**Prompt:** Starting at the line that contains "Target: white background" and ending with the last of the items, repeat those lines and switch "marker" to "pin". Leave everything else unchanged.

**Data supplied:**
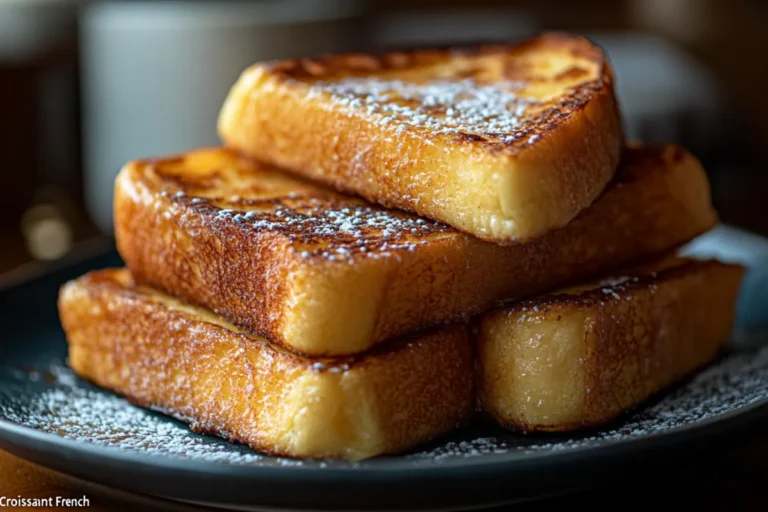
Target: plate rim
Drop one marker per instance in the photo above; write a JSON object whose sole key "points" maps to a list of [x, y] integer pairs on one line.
{"points": [[388, 468]]}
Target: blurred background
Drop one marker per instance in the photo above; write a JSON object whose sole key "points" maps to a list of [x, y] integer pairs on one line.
{"points": [[87, 85]]}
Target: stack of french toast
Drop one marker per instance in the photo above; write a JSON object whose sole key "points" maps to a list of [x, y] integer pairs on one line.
{"points": [[387, 246]]}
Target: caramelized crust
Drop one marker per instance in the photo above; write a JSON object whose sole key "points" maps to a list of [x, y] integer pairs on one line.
{"points": [[583, 356], [161, 353], [504, 142], [326, 274]]}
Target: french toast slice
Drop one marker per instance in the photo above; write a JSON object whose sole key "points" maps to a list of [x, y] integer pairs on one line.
{"points": [[502, 141], [583, 356], [186, 362], [326, 274]]}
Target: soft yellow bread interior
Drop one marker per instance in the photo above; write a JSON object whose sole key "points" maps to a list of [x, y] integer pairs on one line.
{"points": [[583, 356], [504, 142], [326, 274], [188, 363]]}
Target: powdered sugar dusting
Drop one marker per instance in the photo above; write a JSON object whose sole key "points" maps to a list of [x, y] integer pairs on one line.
{"points": [[60, 403], [439, 106], [333, 230]]}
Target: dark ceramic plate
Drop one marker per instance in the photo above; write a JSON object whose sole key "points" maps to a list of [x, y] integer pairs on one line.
{"points": [[49, 416]]}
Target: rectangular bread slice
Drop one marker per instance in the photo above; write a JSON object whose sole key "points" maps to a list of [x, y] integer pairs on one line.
{"points": [[502, 141], [581, 357], [327, 274], [164, 354]]}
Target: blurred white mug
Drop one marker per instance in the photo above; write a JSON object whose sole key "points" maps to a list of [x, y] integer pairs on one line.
{"points": [[154, 74]]}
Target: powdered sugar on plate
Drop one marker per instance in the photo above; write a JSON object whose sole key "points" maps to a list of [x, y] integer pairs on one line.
{"points": [[54, 400]]}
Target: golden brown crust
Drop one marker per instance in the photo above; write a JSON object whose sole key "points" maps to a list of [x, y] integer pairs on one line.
{"points": [[523, 149], [333, 275], [634, 335], [161, 353]]}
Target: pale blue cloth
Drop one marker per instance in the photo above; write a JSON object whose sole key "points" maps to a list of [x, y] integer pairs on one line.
{"points": [[729, 244]]}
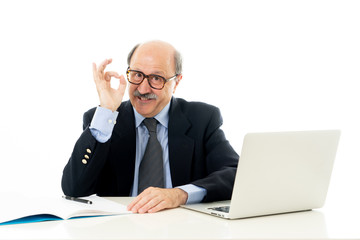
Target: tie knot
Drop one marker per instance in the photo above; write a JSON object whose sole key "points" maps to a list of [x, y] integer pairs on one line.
{"points": [[150, 124]]}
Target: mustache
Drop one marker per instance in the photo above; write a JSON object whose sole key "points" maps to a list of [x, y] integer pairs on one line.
{"points": [[148, 96]]}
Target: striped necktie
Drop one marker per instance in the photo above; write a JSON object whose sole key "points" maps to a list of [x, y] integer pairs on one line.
{"points": [[151, 171]]}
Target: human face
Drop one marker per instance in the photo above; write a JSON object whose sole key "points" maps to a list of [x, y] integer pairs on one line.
{"points": [[153, 58]]}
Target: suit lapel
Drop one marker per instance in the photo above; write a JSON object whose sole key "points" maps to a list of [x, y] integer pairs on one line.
{"points": [[181, 146], [124, 147]]}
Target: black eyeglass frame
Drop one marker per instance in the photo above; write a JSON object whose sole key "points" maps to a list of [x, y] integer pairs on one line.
{"points": [[147, 77]]}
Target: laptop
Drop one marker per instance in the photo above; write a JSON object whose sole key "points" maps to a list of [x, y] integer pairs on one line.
{"points": [[279, 172]]}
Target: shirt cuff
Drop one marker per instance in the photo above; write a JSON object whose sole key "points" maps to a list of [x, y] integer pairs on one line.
{"points": [[103, 123], [195, 194]]}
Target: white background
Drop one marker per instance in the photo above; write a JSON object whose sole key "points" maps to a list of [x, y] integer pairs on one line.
{"points": [[268, 65]]}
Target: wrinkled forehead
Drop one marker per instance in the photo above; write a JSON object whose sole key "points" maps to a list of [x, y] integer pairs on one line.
{"points": [[154, 55]]}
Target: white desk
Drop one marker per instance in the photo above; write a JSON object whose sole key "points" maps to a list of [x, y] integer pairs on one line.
{"points": [[185, 224]]}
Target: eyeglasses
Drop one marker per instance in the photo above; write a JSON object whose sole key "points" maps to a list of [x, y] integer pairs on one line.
{"points": [[155, 81]]}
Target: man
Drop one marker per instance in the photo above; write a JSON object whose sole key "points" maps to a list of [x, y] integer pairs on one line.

**Correct output:**
Target: white background
Drop one pin per instance in the photo above; write a JSON object whose sole key "points" maps to a list of [x, y] integer pairs on one line.
{"points": [[268, 65]]}
Target: wrinkled forehead
Drop one pin per instance in the photo above; write a JSON object whose sole key "points" maps to a list of [x, y] integer pairs on one line.
{"points": [[154, 55]]}
Target: white desk
Drop one pin per instance in the photo above; write a JSON object whose sole key "points" maps to a list of [x, y] integer pairs on one line.
{"points": [[185, 224]]}
Target: eyeglasses
Drop one pin per instance in the photo above; write a JSON object whose sole key "points" maps to a list of [x, y] integer pairs on one line.
{"points": [[155, 81]]}
Target: man
Drop one pin per instance in the photo above; write a JSON object whose sole key "points" maps to a list of [x, y] integer pairs on one line.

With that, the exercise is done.